Task description. Beginning at the line with "the form [114,764].", output each line to the end of the listing below exactly, please.
* START Entries provided *
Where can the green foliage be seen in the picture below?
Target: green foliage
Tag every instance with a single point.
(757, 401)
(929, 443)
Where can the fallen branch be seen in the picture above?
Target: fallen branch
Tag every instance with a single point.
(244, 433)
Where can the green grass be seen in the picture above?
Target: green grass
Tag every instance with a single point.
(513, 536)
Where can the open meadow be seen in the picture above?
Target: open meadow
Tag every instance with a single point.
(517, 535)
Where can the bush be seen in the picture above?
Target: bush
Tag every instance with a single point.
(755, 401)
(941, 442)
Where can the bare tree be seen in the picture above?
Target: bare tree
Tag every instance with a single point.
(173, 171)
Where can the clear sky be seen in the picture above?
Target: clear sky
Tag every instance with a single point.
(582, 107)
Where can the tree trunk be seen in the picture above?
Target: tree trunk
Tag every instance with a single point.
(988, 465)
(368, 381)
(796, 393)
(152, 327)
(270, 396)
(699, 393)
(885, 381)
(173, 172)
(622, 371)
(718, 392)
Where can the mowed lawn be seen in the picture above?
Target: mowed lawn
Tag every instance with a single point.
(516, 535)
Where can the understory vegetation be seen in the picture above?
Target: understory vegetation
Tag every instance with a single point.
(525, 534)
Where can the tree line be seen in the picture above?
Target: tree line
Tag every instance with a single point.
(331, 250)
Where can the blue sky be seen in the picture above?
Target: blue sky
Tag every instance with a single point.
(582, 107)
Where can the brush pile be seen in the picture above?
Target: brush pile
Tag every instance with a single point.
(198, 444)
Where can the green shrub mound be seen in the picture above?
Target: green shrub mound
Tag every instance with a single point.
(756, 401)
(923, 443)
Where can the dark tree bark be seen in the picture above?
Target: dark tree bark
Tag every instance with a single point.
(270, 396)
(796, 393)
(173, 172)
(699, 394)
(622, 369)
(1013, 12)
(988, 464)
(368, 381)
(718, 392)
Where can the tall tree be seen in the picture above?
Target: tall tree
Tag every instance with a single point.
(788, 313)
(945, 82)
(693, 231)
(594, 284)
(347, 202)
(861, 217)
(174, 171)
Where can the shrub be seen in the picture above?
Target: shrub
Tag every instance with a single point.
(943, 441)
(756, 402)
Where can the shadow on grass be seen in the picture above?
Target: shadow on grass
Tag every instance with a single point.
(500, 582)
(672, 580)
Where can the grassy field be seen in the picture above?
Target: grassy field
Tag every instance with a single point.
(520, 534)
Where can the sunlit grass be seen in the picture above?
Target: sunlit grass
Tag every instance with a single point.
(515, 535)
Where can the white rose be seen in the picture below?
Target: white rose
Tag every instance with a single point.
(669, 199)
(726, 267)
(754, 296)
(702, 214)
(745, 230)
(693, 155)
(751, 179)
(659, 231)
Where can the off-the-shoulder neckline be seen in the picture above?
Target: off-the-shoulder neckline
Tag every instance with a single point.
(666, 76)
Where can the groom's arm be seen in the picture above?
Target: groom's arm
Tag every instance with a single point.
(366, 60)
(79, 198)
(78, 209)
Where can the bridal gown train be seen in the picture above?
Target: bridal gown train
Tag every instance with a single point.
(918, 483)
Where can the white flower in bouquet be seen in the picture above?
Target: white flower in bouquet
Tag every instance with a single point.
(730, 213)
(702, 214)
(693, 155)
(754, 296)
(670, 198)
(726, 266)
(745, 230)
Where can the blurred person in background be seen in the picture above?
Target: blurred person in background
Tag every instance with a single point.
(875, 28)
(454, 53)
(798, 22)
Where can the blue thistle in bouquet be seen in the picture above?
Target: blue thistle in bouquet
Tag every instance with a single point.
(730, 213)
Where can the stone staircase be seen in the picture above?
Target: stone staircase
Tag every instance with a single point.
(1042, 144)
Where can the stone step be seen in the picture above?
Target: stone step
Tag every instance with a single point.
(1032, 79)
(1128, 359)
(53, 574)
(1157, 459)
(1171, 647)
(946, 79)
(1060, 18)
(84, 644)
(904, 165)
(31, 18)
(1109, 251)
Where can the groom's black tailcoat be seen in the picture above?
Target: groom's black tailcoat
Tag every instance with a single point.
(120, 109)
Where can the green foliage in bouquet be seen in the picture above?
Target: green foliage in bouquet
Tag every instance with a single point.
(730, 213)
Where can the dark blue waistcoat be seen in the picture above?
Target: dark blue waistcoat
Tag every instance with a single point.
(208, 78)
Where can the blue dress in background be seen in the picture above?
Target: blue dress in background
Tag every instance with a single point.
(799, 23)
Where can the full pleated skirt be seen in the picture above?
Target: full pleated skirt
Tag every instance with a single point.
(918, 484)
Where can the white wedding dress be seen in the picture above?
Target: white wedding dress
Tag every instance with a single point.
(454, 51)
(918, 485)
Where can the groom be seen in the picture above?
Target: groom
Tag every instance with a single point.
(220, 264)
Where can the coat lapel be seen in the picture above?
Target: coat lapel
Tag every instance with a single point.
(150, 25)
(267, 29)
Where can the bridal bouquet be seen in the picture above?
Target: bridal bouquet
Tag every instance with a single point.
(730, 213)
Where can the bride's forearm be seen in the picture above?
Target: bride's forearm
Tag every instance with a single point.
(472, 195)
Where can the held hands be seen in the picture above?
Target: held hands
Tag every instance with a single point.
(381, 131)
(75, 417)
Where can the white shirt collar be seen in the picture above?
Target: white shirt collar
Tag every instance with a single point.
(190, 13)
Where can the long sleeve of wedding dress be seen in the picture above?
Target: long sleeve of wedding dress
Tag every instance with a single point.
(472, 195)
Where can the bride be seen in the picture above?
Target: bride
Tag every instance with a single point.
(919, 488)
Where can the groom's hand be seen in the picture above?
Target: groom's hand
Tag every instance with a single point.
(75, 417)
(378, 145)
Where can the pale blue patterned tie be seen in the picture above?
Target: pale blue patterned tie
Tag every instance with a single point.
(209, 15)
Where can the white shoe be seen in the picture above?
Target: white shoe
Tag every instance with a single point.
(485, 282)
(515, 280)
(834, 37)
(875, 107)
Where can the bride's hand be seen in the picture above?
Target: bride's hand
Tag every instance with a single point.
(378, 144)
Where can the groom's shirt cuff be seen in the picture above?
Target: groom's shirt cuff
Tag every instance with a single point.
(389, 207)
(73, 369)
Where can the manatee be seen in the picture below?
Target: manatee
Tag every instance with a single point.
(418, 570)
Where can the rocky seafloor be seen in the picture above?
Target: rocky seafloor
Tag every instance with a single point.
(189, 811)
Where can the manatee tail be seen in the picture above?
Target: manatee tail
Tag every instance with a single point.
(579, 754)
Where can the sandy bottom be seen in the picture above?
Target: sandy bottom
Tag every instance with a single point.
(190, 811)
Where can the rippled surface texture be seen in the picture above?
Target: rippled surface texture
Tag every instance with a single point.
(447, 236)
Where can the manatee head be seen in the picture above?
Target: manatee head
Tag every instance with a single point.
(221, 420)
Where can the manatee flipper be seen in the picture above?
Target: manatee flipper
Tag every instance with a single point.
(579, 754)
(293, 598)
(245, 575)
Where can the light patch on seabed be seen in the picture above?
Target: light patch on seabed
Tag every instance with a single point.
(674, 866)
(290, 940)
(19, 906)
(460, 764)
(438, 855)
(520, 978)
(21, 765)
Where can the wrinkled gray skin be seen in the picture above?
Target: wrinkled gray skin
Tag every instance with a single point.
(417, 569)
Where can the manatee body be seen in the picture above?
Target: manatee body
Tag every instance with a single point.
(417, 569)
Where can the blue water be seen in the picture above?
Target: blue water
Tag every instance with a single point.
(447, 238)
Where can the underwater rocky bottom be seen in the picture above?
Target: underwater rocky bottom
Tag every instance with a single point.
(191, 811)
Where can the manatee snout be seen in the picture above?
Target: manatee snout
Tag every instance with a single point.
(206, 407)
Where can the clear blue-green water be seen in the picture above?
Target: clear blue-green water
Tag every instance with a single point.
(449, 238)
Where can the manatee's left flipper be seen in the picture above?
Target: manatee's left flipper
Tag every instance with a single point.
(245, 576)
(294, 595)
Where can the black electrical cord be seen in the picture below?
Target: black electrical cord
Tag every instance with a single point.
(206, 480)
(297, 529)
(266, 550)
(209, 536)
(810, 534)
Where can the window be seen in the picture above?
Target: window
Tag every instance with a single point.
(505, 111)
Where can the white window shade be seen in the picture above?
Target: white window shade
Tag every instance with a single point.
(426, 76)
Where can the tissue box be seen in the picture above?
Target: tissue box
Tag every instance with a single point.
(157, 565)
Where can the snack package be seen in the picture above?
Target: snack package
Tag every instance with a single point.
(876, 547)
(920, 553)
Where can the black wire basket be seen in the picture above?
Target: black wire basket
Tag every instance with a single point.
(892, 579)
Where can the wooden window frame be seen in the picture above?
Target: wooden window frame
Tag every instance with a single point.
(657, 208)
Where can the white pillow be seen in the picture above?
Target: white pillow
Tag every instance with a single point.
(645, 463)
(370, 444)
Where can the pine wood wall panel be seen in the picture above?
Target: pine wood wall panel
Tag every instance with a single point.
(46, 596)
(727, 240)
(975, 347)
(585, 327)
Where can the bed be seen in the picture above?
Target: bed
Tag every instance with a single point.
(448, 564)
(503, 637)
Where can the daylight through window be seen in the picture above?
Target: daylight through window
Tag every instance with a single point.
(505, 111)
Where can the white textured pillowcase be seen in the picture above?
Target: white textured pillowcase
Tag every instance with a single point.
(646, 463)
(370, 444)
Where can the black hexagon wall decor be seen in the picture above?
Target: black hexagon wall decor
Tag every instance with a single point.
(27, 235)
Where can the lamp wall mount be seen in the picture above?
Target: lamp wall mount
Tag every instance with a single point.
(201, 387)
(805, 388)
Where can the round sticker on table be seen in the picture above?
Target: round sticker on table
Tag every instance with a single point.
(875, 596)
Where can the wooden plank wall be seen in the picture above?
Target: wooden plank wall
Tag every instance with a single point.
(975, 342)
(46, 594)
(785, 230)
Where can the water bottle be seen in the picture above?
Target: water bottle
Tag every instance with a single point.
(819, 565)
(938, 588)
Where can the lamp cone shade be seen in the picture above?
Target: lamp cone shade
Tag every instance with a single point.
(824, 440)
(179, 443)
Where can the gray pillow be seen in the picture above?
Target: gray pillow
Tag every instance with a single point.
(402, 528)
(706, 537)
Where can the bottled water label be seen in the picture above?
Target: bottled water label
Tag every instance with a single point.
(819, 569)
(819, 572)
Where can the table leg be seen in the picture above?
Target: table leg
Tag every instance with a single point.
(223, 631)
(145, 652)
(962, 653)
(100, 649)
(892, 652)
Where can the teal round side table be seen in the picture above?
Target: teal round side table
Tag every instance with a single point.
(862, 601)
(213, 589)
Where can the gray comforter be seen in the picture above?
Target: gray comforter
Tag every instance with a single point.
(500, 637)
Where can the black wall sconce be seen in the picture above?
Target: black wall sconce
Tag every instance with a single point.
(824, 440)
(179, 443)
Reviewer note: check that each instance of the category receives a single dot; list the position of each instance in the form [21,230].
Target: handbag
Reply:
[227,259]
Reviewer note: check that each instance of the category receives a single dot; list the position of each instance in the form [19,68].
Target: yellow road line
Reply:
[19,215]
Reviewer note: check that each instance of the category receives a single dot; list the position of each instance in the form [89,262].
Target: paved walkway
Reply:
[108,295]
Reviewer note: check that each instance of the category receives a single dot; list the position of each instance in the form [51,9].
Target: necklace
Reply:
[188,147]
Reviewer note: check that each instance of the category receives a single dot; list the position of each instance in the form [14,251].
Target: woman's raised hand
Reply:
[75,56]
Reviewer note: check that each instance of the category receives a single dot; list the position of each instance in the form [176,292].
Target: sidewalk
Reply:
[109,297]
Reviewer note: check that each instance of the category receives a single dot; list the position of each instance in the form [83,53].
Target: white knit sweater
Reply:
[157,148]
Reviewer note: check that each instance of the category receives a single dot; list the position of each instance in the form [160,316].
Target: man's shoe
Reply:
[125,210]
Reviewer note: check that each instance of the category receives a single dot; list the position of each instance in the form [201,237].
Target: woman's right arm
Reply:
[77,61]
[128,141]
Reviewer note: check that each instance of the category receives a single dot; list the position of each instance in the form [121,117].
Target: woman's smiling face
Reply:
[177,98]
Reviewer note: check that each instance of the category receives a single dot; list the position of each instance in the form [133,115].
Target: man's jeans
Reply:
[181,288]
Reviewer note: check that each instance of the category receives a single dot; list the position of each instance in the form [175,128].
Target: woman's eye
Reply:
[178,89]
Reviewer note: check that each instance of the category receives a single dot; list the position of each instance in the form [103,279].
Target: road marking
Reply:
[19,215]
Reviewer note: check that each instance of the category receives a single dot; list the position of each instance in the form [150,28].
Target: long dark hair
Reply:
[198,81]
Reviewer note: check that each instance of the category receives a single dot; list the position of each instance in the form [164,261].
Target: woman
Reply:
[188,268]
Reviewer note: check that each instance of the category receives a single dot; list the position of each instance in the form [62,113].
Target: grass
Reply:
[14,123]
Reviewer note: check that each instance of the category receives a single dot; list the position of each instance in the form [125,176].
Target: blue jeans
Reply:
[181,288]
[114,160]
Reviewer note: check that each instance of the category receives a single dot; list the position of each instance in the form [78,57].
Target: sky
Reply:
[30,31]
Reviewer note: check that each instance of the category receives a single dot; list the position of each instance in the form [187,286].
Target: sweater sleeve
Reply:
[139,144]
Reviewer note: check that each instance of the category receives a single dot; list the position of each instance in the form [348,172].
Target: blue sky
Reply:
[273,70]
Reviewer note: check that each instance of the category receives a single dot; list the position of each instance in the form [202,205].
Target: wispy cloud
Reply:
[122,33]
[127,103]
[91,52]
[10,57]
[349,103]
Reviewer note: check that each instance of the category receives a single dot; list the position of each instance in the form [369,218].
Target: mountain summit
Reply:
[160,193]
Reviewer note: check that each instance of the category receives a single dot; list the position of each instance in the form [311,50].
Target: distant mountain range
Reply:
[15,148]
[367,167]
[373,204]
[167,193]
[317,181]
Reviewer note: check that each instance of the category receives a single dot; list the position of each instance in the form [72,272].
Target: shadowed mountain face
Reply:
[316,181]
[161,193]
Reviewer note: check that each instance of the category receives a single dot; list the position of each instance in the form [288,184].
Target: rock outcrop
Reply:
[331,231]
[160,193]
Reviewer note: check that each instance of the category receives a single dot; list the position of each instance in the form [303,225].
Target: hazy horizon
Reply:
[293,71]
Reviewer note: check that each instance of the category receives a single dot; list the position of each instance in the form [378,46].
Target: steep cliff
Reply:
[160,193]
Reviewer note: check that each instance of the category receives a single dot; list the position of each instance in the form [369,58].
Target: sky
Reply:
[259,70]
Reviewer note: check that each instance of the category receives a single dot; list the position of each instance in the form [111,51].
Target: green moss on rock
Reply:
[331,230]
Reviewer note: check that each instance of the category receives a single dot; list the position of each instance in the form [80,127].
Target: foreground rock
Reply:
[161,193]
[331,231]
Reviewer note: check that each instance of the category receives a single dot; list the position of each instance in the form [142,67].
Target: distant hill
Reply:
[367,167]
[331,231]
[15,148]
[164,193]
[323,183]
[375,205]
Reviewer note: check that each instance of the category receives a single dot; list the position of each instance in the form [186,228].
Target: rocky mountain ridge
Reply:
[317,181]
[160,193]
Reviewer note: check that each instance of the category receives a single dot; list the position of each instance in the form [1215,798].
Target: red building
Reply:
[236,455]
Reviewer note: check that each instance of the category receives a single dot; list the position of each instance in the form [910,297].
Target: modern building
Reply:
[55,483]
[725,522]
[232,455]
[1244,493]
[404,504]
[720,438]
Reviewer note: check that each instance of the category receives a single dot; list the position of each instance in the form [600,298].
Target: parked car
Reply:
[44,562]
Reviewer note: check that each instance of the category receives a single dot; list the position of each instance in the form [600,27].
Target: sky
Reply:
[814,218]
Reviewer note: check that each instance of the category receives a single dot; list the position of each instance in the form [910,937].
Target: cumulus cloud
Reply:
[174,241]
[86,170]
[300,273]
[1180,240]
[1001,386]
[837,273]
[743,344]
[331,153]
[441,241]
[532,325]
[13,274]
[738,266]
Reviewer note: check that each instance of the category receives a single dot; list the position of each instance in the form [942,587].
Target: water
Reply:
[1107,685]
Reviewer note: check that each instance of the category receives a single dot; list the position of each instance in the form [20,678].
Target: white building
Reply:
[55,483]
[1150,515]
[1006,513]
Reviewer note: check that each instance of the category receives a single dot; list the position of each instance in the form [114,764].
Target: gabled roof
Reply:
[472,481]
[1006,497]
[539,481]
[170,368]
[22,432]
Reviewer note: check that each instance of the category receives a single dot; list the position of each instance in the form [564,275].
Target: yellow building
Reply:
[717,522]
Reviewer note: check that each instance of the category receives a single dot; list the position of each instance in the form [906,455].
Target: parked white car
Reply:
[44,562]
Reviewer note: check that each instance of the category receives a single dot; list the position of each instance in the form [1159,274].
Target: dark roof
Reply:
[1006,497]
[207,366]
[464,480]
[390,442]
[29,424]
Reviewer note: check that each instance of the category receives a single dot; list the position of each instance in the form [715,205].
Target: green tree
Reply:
* END Entries provided *
Answer for the task.
Reviewer note: check that each instance of the category receives a single dot; list the position of each instance in the form [114,764].
Target: gabled roof
Reply:
[472,481]
[1006,497]
[539,481]
[170,368]
[22,432]
Reviewer note: check that each instance of the category receives a single dot; list the position of each instance in the form [564,275].
Target: yellow building
Reply:
[717,522]
Reviewer note: check that each instance of the category receives a single dot; list the position of each instance in the form [906,455].
Target: parked white car
Reply:
[44,562]
Reviewer note: check that each instance of the category receives a single dot; list the position of each instance in the form [1159,274].
Target: dark roof
Reply:
[1006,497]
[207,366]
[464,480]
[390,442]
[29,424]
Reviewer note: check that each instance of the category receives a single dot; list the position of each instance in the form [715,205].
Target: green tree
Reply:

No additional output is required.